WHAT THE TASK REQUIRES: Search the listing below for the word "round", and copy every line in which it turns up.

SUPPLIED INFORMATION:
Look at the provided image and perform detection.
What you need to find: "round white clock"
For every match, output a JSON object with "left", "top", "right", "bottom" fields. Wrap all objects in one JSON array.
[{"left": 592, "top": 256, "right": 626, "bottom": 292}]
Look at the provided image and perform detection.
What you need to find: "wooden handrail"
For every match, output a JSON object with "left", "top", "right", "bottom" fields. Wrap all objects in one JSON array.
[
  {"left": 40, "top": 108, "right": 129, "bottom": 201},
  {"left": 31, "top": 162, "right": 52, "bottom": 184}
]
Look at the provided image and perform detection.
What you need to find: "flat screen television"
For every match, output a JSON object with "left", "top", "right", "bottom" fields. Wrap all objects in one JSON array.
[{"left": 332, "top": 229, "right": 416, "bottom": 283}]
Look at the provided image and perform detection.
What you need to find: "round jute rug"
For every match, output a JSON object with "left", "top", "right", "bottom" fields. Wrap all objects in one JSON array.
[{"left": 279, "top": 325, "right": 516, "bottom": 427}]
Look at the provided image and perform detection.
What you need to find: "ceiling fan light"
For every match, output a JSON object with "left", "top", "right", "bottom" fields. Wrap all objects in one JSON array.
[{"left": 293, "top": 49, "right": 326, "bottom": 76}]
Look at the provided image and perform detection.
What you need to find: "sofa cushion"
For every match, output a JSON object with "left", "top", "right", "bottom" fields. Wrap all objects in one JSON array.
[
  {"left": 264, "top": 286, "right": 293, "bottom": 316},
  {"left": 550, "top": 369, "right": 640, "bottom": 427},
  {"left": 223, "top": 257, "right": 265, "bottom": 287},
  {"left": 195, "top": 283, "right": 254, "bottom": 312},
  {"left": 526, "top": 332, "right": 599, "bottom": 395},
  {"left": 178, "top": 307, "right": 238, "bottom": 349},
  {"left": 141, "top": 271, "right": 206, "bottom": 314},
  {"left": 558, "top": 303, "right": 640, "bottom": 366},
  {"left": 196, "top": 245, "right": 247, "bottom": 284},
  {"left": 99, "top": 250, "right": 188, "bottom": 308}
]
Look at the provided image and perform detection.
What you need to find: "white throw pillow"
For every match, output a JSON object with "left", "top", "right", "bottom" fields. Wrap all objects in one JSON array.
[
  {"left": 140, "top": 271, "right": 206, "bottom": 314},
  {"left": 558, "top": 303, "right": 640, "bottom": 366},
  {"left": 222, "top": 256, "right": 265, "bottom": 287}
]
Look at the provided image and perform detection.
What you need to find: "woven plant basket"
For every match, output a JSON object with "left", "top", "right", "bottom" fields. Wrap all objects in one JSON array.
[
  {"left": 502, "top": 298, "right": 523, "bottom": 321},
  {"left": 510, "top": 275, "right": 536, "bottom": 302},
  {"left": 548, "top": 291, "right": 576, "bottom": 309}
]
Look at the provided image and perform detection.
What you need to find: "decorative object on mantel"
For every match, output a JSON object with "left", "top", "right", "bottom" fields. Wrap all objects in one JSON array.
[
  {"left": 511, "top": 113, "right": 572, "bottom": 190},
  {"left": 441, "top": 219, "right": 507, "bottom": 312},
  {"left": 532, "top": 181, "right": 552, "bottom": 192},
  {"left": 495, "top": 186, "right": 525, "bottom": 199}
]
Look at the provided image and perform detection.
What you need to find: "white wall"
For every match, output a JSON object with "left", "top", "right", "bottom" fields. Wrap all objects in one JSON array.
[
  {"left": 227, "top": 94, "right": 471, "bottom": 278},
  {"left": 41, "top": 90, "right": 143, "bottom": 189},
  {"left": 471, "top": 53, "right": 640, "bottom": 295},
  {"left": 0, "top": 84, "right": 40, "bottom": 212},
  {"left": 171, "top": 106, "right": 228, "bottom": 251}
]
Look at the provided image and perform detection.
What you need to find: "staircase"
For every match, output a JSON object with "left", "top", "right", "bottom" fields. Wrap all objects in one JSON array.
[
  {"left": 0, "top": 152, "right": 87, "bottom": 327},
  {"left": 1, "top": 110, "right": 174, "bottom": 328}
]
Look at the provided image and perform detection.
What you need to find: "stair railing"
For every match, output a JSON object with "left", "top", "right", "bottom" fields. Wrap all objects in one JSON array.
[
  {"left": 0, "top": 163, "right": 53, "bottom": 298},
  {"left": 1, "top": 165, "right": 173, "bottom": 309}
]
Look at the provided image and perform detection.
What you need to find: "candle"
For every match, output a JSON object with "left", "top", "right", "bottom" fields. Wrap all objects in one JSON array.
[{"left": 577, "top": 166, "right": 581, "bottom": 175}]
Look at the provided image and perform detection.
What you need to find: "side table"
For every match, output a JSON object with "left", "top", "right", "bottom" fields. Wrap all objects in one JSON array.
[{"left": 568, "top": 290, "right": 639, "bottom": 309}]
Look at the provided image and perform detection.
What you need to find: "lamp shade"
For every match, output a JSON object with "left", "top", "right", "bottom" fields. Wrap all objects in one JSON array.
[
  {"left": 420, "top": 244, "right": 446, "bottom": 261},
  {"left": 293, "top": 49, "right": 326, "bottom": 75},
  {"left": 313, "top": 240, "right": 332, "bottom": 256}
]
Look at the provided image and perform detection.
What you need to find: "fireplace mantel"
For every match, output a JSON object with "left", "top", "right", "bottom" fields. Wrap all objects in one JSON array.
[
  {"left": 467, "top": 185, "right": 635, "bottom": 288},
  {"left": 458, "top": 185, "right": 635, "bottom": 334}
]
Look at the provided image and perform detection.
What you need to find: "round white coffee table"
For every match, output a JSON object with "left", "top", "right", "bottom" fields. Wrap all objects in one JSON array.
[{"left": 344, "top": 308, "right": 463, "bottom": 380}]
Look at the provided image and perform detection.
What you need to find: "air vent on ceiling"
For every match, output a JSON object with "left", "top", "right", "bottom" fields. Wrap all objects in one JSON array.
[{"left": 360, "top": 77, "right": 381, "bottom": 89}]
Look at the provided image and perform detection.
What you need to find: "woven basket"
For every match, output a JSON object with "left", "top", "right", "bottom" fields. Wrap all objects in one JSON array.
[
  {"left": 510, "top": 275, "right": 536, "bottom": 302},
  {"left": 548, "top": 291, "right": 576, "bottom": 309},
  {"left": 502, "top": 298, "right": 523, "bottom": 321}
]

TASK ANSWER:
What you need to find: "round white clock"
What you need to find: "round jute rug"
What you need to find: "round white coffee table"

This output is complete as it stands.